*Source:*

In the early 70s U.S. pop culture became obsessed with martial arts. One of the best examples of this was the television series, Kung Fu which ran from 1972-1975. The show, which was wildly popular both with audiences and critics, told the story of Kwai Chang Caine, a half-chineses, half-white man raised in a Shao Lin monastery who winds up in the American Wild West wandering the countryside seeking his father while evading agents of a Chinese nobleman who wants him dead. The show cast white actor David Carradine in the role (after rejecting Bruce Lee). And it really was wildly popular. In the redneck rural communities I was living at the time, every one of my classmates would quote favorite lines from the show and make allusions to it in various ways. While the show cast a white actor in the role of the supposedly biracial lead, since ever episode relied heavily on flashbacks to incidents in Caine’s childhood, teen, and young adult years back in China, it also provided a lot of acting roles for Asian American actors in recurring and supporting roles. Probably more so than all of American TV before then. Which doesn’t make up for the white washing, but was at least a teeny step forward.
That TV show wasn’t the only bit of pop culture effected. Action movies and television series of all kinds started introducing martial arts experts to their story lines, and soon audiences were expecting amazing martial arts fights in all of their entertainment. Even the BBC’s Doctor Who had to bow to the expectation, with the velvet-jacketed Third Doctor suddenly becoming an expert in “Venusian Karate” though embarassingly what that meant was the actor occasionally exclaiming a cliche “Hai-ya!” as he felled opponents with an unconvincing chopping motion of his hand.

(Stored dataset items)
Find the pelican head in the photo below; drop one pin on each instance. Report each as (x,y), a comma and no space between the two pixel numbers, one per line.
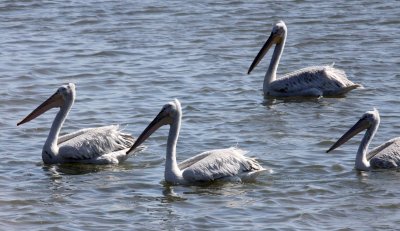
(167,115)
(278,36)
(64,94)
(370,119)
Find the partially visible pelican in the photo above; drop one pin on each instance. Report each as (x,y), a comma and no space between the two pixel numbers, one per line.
(386,155)
(312,81)
(230,163)
(102,145)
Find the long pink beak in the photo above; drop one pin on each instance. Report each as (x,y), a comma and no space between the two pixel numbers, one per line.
(55,100)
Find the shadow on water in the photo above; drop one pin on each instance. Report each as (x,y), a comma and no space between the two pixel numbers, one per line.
(272,101)
(80,169)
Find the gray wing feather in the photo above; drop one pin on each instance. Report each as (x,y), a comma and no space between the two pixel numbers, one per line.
(325,78)
(94,142)
(220,163)
(386,155)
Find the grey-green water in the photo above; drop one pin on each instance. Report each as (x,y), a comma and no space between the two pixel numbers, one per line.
(128,58)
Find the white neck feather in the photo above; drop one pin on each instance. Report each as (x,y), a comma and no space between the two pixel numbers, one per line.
(172,172)
(270,76)
(50,148)
(361,162)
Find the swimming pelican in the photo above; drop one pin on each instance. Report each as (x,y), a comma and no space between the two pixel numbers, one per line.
(227,164)
(102,145)
(386,155)
(312,81)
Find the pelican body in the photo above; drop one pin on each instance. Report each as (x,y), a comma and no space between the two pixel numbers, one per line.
(101,145)
(230,163)
(314,81)
(384,156)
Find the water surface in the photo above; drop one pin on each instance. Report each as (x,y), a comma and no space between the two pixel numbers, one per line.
(128,58)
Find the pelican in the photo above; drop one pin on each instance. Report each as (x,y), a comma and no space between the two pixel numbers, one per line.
(102,145)
(387,155)
(315,81)
(226,164)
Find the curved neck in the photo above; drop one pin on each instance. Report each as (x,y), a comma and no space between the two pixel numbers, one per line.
(270,76)
(362,163)
(172,172)
(50,148)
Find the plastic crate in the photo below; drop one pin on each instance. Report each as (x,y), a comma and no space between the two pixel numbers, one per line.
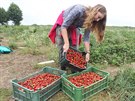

*Written tasks:*
• A. Answer these about the passage on martial arts in 1970s pop culture:
(i) Which actor played Kwai Chang Caine in Kung Fu?
(ii) During which years did Kung Fu run?
(iii) What fighting skill did the Third Doctor suddenly have in Doctor Who?
• B. Continue the passage on martial arts in 1970s pop culture after its last sentence.
This material stands apart from the passage on martial arts in 1970s pop culture.

*The responses:*
• A.
(i) David Carradine
(ii) 1972 to 1975
(iii) "Venusian Karate"

• B.
And comic books were hardly immune. Suddenly every comic company was adding martial arts experts (some of asian descent, some not) into their superhero lines. Comic titles such as Master of Kung Fu, Karate Kid (no relation to the 80s movies), and Kung Fu Fighter, and Dragon Fists were suddenly popping up in department store comics racks. Along side characters such as Shang Chi, Richard Dragon, Lady Shiva, and Karate Kid (no “the”) there was Danny Rand, aka Iron Fist: the Living Weapon.
Danny was a classic mighty whitey: a white orphan taken in by mysterious monks in a secret temple in the Himalayas, who masters their semi-mystical martial arts to a degree that far exceeds any of the natives and becomes their greatest warrior. This being an American comic, of course Danny comes to America, specifically New York City, where he tried to reclaim his family fortune (along the way discovering that his parents’ deaths on the journey may not of have an accident). His costume was a bit unusual for male superheroes of the time—ridiculously plunging necklines were usually reserved for women. The excuse for exposing all that skin was the black dragon mark on Danny’s chest. It’s not a tattoo, but rather a symbol that was burned into his flesh during a fight with a dragon, which is an important part of the ritual of becoming the Iron Fist.

Because of that inconsistency—where I would pick up, say, issue #85 of Spider-Man, then not find another issue until #89 came out—I spent a lot of time looking for clues in the stories as to what I had missed in the intervening issues, and I would write up my own versions of the adventures my favorite heroes had experienced in between. Very occasionally I tried to draw my own comics, but mostly I wrote them out more as prose stories. This skill of figuring out all the ways a character might go from point A to point Z has been useful in my own writing since.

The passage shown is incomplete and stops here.